### Problem to work on
Reproduce everything from the start of the records below down to the line containing "[[556, 366]]", requests included, and scale only the marker coordinates in the answers by 1.1. Round each result to a whole number with halves going up, and leave the numbers in the requests and their format samples unchanged.

** BEGIN **

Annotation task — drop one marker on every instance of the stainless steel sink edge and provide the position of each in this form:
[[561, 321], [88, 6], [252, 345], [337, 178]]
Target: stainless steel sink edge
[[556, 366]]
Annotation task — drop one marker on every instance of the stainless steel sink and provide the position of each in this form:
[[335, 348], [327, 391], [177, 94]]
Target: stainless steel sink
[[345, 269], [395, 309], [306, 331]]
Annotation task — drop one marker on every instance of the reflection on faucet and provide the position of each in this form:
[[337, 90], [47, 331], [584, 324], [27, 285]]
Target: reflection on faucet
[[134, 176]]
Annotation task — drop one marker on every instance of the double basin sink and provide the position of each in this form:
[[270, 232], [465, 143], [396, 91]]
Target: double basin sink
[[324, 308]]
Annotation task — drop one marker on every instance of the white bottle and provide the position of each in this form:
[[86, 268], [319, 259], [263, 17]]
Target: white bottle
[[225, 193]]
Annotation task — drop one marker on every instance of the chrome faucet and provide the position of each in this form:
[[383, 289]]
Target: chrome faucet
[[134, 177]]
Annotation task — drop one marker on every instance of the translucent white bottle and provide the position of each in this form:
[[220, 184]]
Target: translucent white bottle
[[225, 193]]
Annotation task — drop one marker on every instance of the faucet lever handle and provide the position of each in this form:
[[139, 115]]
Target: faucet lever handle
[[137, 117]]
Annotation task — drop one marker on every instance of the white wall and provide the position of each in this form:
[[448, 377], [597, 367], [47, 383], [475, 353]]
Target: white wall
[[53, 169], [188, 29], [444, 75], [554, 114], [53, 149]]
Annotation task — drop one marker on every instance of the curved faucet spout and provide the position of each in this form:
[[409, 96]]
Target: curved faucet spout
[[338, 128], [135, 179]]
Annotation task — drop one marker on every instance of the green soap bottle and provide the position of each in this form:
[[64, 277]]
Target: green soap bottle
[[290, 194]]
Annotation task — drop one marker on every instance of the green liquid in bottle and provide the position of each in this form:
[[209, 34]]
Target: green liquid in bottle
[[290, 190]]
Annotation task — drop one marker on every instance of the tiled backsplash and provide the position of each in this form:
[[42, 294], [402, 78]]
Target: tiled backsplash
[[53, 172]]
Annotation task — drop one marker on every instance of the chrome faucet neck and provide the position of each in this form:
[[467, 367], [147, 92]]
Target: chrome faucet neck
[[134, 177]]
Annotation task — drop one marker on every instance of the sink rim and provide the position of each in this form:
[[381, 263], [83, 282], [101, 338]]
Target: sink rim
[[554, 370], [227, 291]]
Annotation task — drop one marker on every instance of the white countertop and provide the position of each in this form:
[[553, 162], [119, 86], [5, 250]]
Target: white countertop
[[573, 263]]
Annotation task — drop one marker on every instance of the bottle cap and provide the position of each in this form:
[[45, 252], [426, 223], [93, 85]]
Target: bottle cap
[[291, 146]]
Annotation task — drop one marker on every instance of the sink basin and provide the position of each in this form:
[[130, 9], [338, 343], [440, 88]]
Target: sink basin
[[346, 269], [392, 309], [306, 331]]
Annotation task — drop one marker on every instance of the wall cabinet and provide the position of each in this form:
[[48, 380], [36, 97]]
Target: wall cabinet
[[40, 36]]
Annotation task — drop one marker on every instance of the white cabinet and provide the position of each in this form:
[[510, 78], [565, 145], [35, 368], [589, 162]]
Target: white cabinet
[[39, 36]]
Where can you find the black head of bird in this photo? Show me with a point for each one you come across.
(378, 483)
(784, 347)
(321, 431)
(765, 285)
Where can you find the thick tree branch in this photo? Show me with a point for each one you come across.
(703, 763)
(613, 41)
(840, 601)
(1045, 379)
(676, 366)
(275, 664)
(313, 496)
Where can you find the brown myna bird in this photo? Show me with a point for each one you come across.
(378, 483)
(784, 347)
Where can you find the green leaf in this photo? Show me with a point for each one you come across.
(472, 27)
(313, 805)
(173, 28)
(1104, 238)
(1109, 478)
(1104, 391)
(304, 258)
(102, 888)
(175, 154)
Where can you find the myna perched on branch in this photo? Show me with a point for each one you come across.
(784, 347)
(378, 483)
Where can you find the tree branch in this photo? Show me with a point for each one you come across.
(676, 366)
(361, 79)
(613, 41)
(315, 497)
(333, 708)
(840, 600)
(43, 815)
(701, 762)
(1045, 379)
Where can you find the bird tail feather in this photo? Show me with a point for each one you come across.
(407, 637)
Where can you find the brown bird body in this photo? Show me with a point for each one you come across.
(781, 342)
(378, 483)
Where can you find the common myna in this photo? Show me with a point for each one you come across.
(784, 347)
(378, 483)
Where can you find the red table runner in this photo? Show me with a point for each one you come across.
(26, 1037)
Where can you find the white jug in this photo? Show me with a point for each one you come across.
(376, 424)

** END **

### Problem solution
Annotation task — drop one marker on every instance of the stainless steel sink edge and provide the position of each in this form:
[[561, 321], [88, 6], [252, 345], [337, 178]]
Target: stainless steel sink edge
[[612, 403]]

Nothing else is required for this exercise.